:: Extrait choisi

Nous avons longtemps cru que l'enseignement (de la Bible) allait relever le niveau spirituel des personnes, comme dans l'enseignement scolaire où on a cru que relever le niveau scolaire des élèves allaient leur apporter richesse, équilibre, bonheur. Ce n'est pas faux en soi, mais si l'Église, Corps du Christ est le navire amiral du sauvetage de l'humanité, elle n'est pas seulement là pour augmenter le savoir spirituel des gens.
Explication
Toujours avec la même consigne, je ne décris pas une réalité, mais je fais une projection intellectuelle et analytique sur une réalité. Qui peut être juste ou en partie fausse, la réalité est toujours plus complexe. Essayez d'abord de comprendre ce que j'ai voulu dire et faites-vous une opinion.
Dans cette structure, il y a plusieurs espaces, comme pour l'église, communauté chrétienne.
1. Dieu. Le Corps du Christ, ressemble un peu à cette structure globale. Je n'ai pas mis de cadre. Dieu, ni le corps de Christ, ne peut se cadrer. Mais ce Corps offre protection, supervision, structuration. Tout est construit en fonction de ce toit, comme l'église est «construite» en fonction de Dieu. Tout découle de ce «toit».
2. Fondement. Là aussi il n'y a pas de cadre. Ce qui ne veut pas dire qu'il ne faut pas avoir des doctrines, des interprétations, des concepts théologiques. Je voulais juste montrer qu'il faut faire attention de ne pas les maximaliser. La Bible fait partie de ce fondement, mais on en a fait souvent, une porte d'entrée exclusive à la spiritualité, sans prendre en compte que c'est surtout un livre de référence, pour vérifier nos doctrines de base et non pas un chemin balisé exclusif.
3. Les ministères. Ce sont les piliers de la communauté chrétienne. Désolé, cher pasteur, si tu penses que ta position «d'instituteur» spirituel est la plus importante.
Tu dois apprendre à partager ton rôle spirituel dans la communauté, avec celui du prophète, de l'évangéliste, du docteur, du théologien, du «thaumaturge», du voyant. Ne me traitez pas toute de suite de charismatique, mais lisez plutôt le texte de référence suivant: Éphésiens 24:11.
4. Les structures. Pour moi, ce sont des structures invisibles que l'utilisateur de la place de marché ne voit pas. Ce n'est même pas important pour lui. Ce sont les assemblages humains, les organisations internes des communautés chrétiennes. Elles peuvent être d'ordre théologique, ecclésiologique, organisationnel, technique, culturel. J'ai mis la couleur verte.

::::
:: Données fournies

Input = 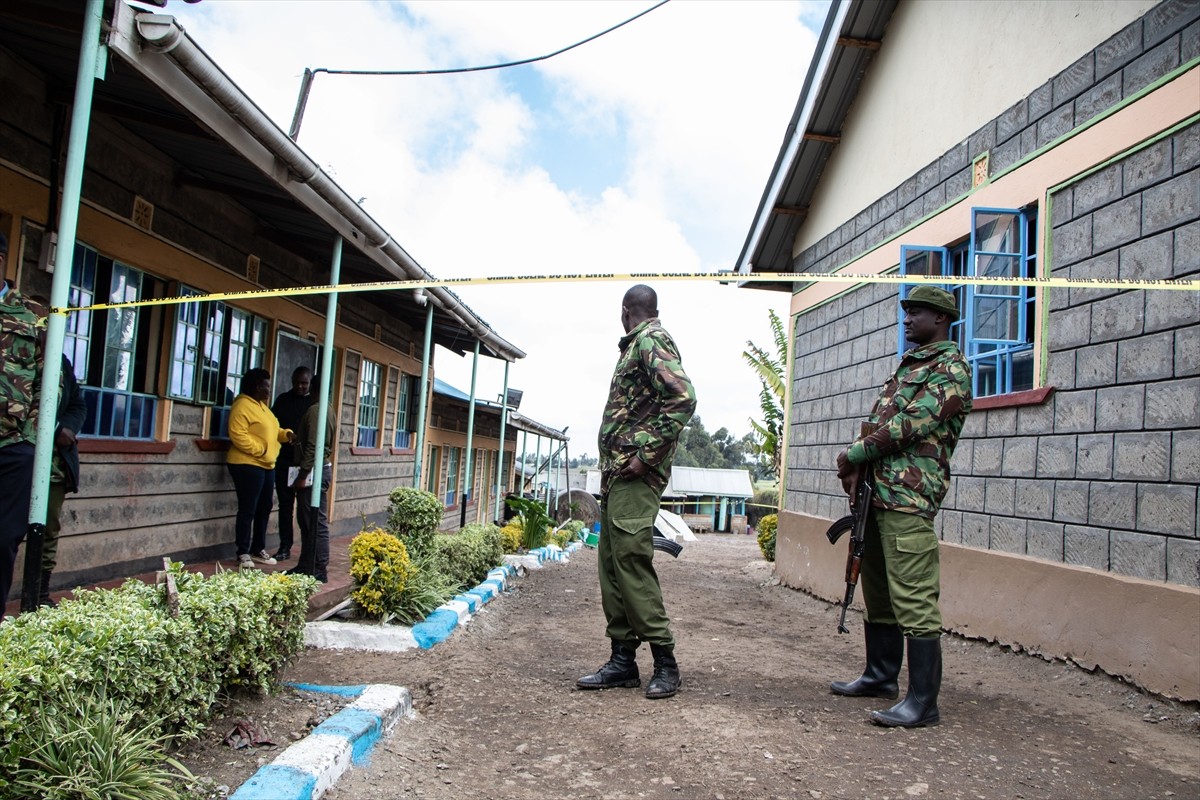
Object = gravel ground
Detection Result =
[182,535,1200,800]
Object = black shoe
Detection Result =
[871,637,942,728]
[575,639,642,688]
[646,644,683,700]
[829,622,904,700]
[37,570,54,608]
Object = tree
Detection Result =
[742,308,787,480]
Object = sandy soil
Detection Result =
[182,535,1200,800]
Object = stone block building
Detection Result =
[738,0,1200,699]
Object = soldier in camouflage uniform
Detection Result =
[0,234,46,614]
[576,284,696,699]
[830,285,971,728]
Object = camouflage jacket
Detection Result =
[846,341,971,519]
[0,287,46,447]
[600,319,696,494]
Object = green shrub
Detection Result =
[388,486,444,558]
[350,528,418,621]
[746,489,779,528]
[350,528,457,625]
[11,686,194,800]
[504,498,553,551]
[758,513,779,561]
[500,517,524,553]
[433,524,504,590]
[0,565,317,798]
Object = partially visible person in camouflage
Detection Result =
[829,285,971,728]
[576,284,696,699]
[0,233,46,613]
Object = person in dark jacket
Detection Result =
[37,356,88,606]
[271,367,313,561]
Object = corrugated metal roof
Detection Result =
[664,467,754,498]
[737,0,899,291]
[433,378,570,441]
[0,0,524,361]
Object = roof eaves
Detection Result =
[107,1,526,361]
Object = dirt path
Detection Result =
[182,536,1200,800]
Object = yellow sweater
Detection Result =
[227,395,292,469]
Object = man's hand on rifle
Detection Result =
[838,450,858,504]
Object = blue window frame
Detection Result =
[209,308,270,439]
[62,242,161,439]
[356,359,383,447]
[445,447,462,509]
[898,207,1037,397]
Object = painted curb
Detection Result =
[229,684,413,800]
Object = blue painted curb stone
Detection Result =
[312,706,383,764]
[230,684,413,800]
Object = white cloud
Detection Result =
[168,0,823,455]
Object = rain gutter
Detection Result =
[108,2,526,361]
[734,0,853,281]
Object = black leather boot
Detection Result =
[871,637,942,728]
[37,570,54,607]
[646,644,683,700]
[829,622,904,699]
[575,639,642,688]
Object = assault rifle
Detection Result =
[826,464,875,633]
[654,524,683,558]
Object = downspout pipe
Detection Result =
[301,236,342,519]
[25,0,104,614]
[413,305,436,489]
[458,339,479,528]
[496,361,516,519]
[136,13,526,361]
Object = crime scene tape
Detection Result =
[50,272,1200,315]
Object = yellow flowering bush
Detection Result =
[500,517,524,553]
[350,525,418,618]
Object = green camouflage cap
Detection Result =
[900,285,959,319]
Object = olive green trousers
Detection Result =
[859,509,942,638]
[596,480,674,648]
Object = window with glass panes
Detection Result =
[392,373,418,450]
[898,207,1037,397]
[355,359,383,447]
[62,242,162,439]
[445,447,462,506]
[209,308,270,439]
[425,446,442,494]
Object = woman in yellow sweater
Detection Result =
[227,368,295,567]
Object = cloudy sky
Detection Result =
[154,0,827,456]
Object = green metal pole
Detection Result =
[413,299,433,488]
[458,339,479,528]
[512,431,529,497]
[308,236,342,518]
[23,0,104,612]
[496,361,509,519]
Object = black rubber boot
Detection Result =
[646,644,683,700]
[575,639,642,688]
[871,637,942,728]
[829,622,904,699]
[37,570,54,608]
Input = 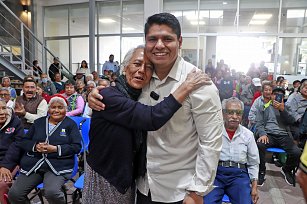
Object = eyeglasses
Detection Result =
[223,109,243,116]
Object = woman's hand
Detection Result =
[0,167,13,182]
[87,86,105,111]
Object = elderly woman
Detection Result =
[0,98,23,204]
[9,96,81,204]
[83,46,207,204]
[286,81,307,140]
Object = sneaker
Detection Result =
[281,167,295,186]
[257,172,265,186]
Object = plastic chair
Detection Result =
[266,147,286,153]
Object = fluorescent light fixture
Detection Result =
[199,10,223,18]
[249,20,267,25]
[123,27,135,31]
[190,21,206,25]
[210,10,223,18]
[252,13,273,20]
[287,9,305,18]
[171,11,182,17]
[99,18,116,24]
[183,11,201,21]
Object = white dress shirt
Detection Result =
[137,56,223,202]
[220,125,260,180]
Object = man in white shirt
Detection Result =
[89,13,223,204]
[204,97,260,204]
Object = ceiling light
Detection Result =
[252,13,272,20]
[99,18,116,24]
[183,11,201,20]
[171,11,182,17]
[249,20,267,25]
[287,9,305,18]
[123,27,135,31]
[190,21,206,25]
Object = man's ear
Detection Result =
[178,36,182,49]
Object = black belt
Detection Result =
[219,161,246,169]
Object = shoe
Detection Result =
[281,167,295,186]
[257,172,265,186]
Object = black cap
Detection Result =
[272,86,286,95]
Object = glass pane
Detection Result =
[98,1,121,34]
[98,36,120,75]
[163,0,198,33]
[70,4,89,35]
[199,0,237,33]
[122,0,144,33]
[278,38,307,76]
[44,6,68,37]
[239,0,279,33]
[215,36,276,73]
[281,0,307,33]
[120,37,144,62]
[46,40,69,69]
[181,38,199,66]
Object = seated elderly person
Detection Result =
[204,97,259,204]
[62,80,84,116]
[256,87,301,186]
[0,87,14,108]
[0,99,23,204]
[9,96,81,204]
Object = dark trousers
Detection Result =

::::

• [Tâche courte 1] D'après l'extrait sur l'Église, que sont les ministères pour la communauté chrétienne ?
• [Tâche courte 2] Rédigez la suite de l'extrait sur l'Église après sa dernière phrase.

• [Réponse attendue 1] Ce sont les piliers de la communauté chrétienne.

• [Réponse attendue 2]
Pratiquement comment vivre une église ouverte?
On se dit ouvert à d'autres opinions, à d'autres courants théologiques. On est même œcuménique. On accepte des couples divorcés, remariés. On fait même un effort pour accueillir des homosexuels. Ce n'est pas de cette ouverture que je voudrais parler, mais je commencerais par un aspect tout à fait pratique. Pendant vos activités liturgiques, le public peut-il entrer et sortir comme il veut? Comme sur une place de marché? Votre public est-il prisonnier d'un lieu (salle), d'un horaire? On a un peu allégé ces contraintes en autorisant, dans certaines communautés, de pouvoir se déhancher pendant la louange, à taper des mains et des pieds. C'est déjà pas mal. J'ai assisté une fois à un culte où il y avait au fond de l'espace cultuel une machine à café et les gens pouvaient aller se servir tout au long de la cérémonie. Et pourquoi pas? Le premier message, non verbal, qu'on donne à des personnes, lorsqu'on pratique l'ouverture style de place de marché, c'est que le contact avec la spiritualité chrétienne est libre de toute contrainte: pas besoin de suivre le rituel, pas besoin de payer une entrée ou une sortie. Si on invite un pas-encore-chrétien au culte, il faudrait pouvoir lui dire que si ça ne le branche pas, on va quitter le lieu avec lui. Si on s'ennuie, on se tire. Dans le système scolaire, on ne peut pas sécher un cours, sous prétexte qu'on s'ennuie. On le subit. Nos espaces cultuels devraient être ouverts sur la rue pour que n'importe qui puisse y entrer et en sortir quand il veut. Il y aurait bien des curieux qui feraient le pas et qui resteraient peut-être crochés par l'ambiance, par la joie de chanter ensemble, par une prédication qui leur parle, justement à ce moment-là. En construisant un nouveau bâtiment d'église, il faudrait y penser. En visite à Istamboul, ma femme et moi sommes entrés dans plusieurs mosquées où d'autres gens priaient à la manière musulmane et nous, on a prié le Christ au milieu des autres. Et si on ouvrait le dimanche matin des espaces religieux (pas multireligieux), juste pour se recueillir, peut-être avec un fond musical discret adéquat. Nous, il faut qu'on enseigne le dimanche matin! Il faudra, bien sûr, être créatif, pour savoir circuler sur la «place de marché» pour discerner ceux qui ont besoin de protection divine, de soulagement, de guérison, d'écoute, de conseils ou peut-être juste besoin d'un café.